### WHAT YOU NEED TO DO
[a] According to the essay on freedom and revolution, what has always been the common denominator behind revolutions?
[b] Please resume the essay on freedom and revolution after its final sentence.
═══ QUOTED PASSAGE ═══
“Man is born free but is kept in chains everywhere. ”
~Jean Jacques Rosseau~
Rosseau’s statement is central to the idea that Man is born free and has the ability to prevent enchainment , only through institutions of righteousness, respect and compassion. In “The Social Contract”, Rousseau addresses the fundamental quagmire of politics- the reconciliation of the freedom of the individual with the authority of the state. He advocated the construction of political institutions that allow for the co-existence of free and equal citizens in a community where they themselves are sovereign. It is this notion that has inspired uprisings and revolutions throughout ages, of repressed societies and foreign occupations.
Rosseau’s theory can be only a part of the argument for the endeavour of the human spirit to be free and adopt means, no matter how extreme, to achieve it. Throughout history the reasons for revolutions and uprisings therefore are multifold. Foreign occupation, political or ideological, being the most obvious ones. And yet if one were to examine closely, it was not so much as freedom and free will alone,that provoked agents of political change, but economics too had a large, more dominant role to play. If we were to diagnose the root cause of all the revolutions that has ever happened, from the French to the Russian to the American, the common denominator has always been about socio- economic imbalances.
In modern history, from the fall of Communism, the historic election of Juan Peron in Argentina & his inevitable downfall, to the more recent Arab Spring, were all as a result of the economics of the region. People elected, protested or overthrew regimes, when their livelihood was at stake, when unemployment became a casualty and the divide between the rich and the poor became far too large to ignore. Add to that repressive regimes and corruption, and it becomes the perfect fodder for an uprising; to move towards democratic governance, that most people see as the ideal. The Arab Spring and its subsequent impact on a global scale that sparked widespread protests against governments and policies, is a watershed in the evolution of socio-political movements. George Orwell in his “Animal Farm” through allusions had prophesised this very predicament across nations where the poor, overworked and repressed, revolted against their leaders.
═══ GIVEN RECORDS ═══
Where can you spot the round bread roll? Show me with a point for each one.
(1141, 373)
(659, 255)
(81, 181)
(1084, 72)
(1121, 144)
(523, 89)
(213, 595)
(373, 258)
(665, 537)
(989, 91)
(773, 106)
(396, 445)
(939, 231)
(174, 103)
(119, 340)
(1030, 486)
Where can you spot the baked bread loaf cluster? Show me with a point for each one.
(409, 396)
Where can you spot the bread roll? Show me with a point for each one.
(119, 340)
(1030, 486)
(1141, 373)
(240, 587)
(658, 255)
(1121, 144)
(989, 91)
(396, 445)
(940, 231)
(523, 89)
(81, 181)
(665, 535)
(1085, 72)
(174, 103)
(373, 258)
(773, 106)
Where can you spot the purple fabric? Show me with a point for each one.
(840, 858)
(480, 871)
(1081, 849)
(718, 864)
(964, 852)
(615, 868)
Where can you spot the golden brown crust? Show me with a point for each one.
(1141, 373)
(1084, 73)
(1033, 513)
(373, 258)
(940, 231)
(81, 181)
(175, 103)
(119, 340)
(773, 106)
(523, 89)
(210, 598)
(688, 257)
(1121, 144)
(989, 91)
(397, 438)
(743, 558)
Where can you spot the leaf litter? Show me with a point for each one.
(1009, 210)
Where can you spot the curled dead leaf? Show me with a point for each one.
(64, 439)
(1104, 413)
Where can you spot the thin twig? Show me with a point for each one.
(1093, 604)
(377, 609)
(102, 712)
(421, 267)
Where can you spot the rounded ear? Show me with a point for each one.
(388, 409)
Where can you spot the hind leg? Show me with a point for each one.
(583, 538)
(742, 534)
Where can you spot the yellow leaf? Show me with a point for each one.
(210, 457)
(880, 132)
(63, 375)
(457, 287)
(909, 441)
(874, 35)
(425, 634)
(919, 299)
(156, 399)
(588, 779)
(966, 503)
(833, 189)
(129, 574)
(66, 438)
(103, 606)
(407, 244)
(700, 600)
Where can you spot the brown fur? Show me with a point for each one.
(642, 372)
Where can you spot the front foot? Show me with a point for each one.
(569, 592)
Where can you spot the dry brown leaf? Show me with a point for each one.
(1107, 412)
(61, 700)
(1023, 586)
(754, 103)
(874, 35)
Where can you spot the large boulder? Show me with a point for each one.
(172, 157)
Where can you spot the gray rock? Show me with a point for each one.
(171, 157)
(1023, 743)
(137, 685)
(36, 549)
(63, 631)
═══
### RESPONSES PER TASK
[a] Socio-economic imbalances.

[b]
The Arab Spring is in theory a proponent of this. William Shaub, in his article, “The Roots of the Revolution in Egypt,” has highlighted on the average per –capita and it’s possible affect on the revolution. He wrote, “Egypt has had a massive income gap throughout Mubarak’s control, which is clearly the root cause of the original uprising. One half of Egyptians live on $2/day or less. The average per-capita income in the country is just $6,200.”
Considering the volatility of the region, a concerted report has been released by the International Labour Organization and the United Nations Development Programme examining the marketing trends and structures caused by the introduction of economic liberalization, in the past decades upto the Arab Spring of 2011. It examines labour supply, its impact on employment , social protection and social dialogue. It also presents policy recommendations to governments, employees and employers in the region. Below is the summary of the report.
POLITICAL AND ECONOMIC LESSONS TO BE LEARNT FROM THE ARAB UPRISING :
Over the past 20 years, Arab incomes have been among the lowest in the world, while effective governance declined. It also accounted for least freedom of expression and government accountability . Poor economic policies with bad governance led to flawed employment creation. Arab citizens in the process , traded political freedom for government jobs, public services, subsidies, low taxes and hand outs.
Despite pro market reforms and privatization in Arab states in the 1990s, the private sector failed to produce enough profits that benefited the broader economy. States lacked profound trade, financial foreign investment policies, developed capital markets and institutional reforms.
Privatisation was done without regard for income concentration outcomes.
Government spending was inefficient and ill designed. Social protection did not support the domestic economy.
Job creation was concentrated in low productivity sectors .Workers were highly educated but the jobs created required low skills. Thus export of skilled workers began.
Though employment increased and poverty was reduced, share of consumption and wage share declined significantly.
Social protection deficits widened. This reduced access to welfare benefits, expenditure cuts, targeting subsidies.
The region had the lowest per capita income, no voice or freedom of expression or accountability. The citizens had no say in policy making and governments remained oblivious to the impact their economic reforms had on society .
Economic growth should ensure quality jobs and working dignity of women and men. This can be done only through effective dialogue between workers, employers and governments.
FUTURE PROSPECTS AND EFFECTIVE POLICY DIRECTION:
-Economic growth in the Arab region until 2015 is projected to be the lowest in the world, next only to Latin America .
-The only way forward is to create an inclusive more sustainable path toward economic growth.
-Macroeconomic policy aimed at productivity gains and increase in wages.
-Inclusive Social dialogue between governments, workers and employers through reform of labour relations .
-Social Protection that includes income and employment security.
-Enhance employment policies and active labour market programmes.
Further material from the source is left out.